>> start Data for this task

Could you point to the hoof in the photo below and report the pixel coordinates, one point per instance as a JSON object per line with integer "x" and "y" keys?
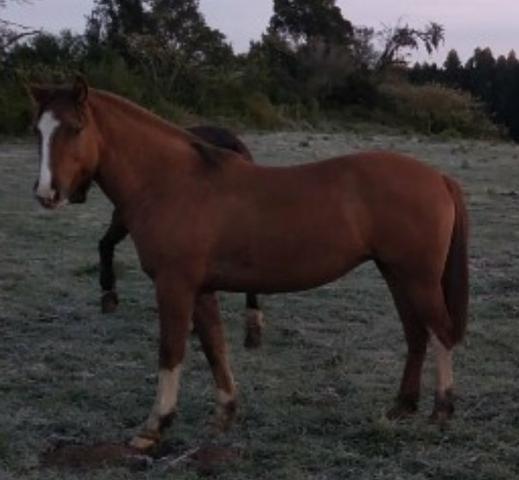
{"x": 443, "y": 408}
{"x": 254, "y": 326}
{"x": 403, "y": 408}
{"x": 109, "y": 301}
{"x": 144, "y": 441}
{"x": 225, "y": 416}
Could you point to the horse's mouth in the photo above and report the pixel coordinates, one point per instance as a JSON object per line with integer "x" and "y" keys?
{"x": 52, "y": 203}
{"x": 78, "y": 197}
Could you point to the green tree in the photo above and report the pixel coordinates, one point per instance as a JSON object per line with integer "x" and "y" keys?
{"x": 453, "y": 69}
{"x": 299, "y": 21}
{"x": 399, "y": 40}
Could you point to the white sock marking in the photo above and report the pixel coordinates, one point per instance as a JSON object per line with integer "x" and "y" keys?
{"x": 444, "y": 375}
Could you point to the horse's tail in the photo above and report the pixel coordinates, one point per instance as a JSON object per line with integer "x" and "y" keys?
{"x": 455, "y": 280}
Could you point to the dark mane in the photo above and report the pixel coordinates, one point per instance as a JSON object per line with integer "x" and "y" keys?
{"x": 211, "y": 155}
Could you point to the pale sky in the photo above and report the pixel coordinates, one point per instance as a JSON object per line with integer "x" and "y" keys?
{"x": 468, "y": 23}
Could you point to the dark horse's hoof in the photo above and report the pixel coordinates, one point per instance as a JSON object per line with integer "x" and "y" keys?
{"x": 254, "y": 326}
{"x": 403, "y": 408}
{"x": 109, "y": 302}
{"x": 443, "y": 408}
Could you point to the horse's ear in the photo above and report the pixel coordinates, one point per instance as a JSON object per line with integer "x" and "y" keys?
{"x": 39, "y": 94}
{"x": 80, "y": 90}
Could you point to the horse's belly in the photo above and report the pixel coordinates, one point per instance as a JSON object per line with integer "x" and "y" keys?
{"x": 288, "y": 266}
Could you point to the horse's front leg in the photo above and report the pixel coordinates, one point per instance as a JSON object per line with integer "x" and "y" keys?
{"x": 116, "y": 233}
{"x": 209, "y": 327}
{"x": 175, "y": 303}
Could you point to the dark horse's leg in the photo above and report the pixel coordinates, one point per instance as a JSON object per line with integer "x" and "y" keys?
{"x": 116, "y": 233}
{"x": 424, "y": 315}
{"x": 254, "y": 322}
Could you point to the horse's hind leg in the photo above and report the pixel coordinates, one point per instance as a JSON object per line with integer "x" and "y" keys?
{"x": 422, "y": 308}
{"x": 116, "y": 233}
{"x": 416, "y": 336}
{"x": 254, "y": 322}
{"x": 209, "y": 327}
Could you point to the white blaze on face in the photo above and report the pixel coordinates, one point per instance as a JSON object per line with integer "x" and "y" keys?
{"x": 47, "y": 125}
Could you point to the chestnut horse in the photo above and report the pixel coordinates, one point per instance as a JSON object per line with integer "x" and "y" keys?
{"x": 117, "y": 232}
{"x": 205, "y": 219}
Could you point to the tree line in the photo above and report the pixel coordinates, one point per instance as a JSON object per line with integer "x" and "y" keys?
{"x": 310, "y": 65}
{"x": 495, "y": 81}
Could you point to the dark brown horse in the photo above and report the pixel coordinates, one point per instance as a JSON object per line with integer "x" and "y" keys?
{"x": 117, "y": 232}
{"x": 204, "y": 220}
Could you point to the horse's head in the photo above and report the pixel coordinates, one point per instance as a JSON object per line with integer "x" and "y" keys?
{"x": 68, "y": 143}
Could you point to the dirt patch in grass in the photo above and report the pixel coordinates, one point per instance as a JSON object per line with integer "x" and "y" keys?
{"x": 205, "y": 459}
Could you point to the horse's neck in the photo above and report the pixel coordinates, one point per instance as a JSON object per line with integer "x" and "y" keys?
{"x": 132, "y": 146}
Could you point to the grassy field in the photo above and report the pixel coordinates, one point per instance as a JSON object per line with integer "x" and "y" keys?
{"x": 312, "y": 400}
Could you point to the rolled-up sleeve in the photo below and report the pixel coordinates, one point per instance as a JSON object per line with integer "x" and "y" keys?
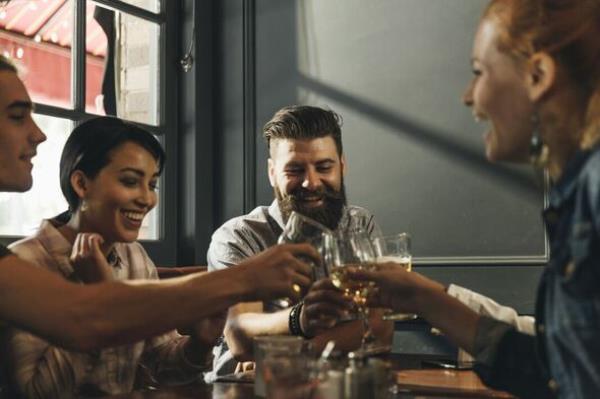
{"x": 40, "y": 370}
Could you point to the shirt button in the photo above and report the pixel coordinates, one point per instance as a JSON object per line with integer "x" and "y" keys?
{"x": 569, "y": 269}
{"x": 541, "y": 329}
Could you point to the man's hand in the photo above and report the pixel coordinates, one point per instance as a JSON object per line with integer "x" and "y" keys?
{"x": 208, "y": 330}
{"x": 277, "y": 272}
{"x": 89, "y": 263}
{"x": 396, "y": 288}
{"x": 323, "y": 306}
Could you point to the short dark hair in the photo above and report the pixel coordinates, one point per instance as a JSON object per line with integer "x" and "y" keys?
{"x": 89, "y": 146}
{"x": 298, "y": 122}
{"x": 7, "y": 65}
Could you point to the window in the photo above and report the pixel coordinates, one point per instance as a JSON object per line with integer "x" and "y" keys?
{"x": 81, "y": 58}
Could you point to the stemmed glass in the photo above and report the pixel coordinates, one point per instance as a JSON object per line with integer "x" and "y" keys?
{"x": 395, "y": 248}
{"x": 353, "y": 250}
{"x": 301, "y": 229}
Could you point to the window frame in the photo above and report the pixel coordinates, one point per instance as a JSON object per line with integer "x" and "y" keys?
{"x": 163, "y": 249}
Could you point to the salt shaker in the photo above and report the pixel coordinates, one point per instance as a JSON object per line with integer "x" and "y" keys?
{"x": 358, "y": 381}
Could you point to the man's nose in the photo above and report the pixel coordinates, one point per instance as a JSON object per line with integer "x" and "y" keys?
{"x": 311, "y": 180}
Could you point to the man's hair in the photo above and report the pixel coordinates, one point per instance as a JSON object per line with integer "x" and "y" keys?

>> end Data for this task

# [Task statement]
Write out the lines above from the one containing "Could you point to the shirt" through the last, exactly as they are.

# [Answer for the task]
Could you point to the shirt button in the photo above and report the pixel coordinates, one point per instance as a JSON object per line with integer "x" and "y" keys?
{"x": 569, "y": 269}
{"x": 541, "y": 329}
Could you point to the man's hand in the photo above and report the pixel coordinates, one point per instance as a JSON object per line with integer "x" and "y" keys?
{"x": 208, "y": 330}
{"x": 277, "y": 272}
{"x": 89, "y": 263}
{"x": 396, "y": 288}
{"x": 323, "y": 306}
Could you point to the short dark hair in the photo above and report the pixel coordinates, one point per instance as a JSON object per line with integer "x" and "y" keys?
{"x": 89, "y": 146}
{"x": 298, "y": 122}
{"x": 7, "y": 65}
Could you point to the window in the photo above and report the pixel coordinates, one point per instance as a JSON object per line with integer "x" and "y" keys?
{"x": 81, "y": 58}
Could you point to the stemmed glass in the photo above and report the pixel coordinates, one point per instance as a JSON object per line with integer "x" and "y" keys?
{"x": 395, "y": 248}
{"x": 353, "y": 250}
{"x": 301, "y": 229}
Could you point to the window frame in the photo above and report the pixel coordinates, one point per instance as a JSON object per line with integer "x" and "y" keys?
{"x": 163, "y": 249}
Could you point to the salt shaker in the photo above and report the pixel coordinates, one point per instance as a JSON object per line with integer "x" and "y" keys?
{"x": 358, "y": 381}
Could you point to the man's nose in the photo above and report the pixel coordinates, one point per instance as a JSON object per line with integer "x" and "y" keys?
{"x": 311, "y": 180}
Could you point to the man's hair in the photo above and report the pixel coordinates, one point per instance as a JSON object per line with integer "x" and "y" keys?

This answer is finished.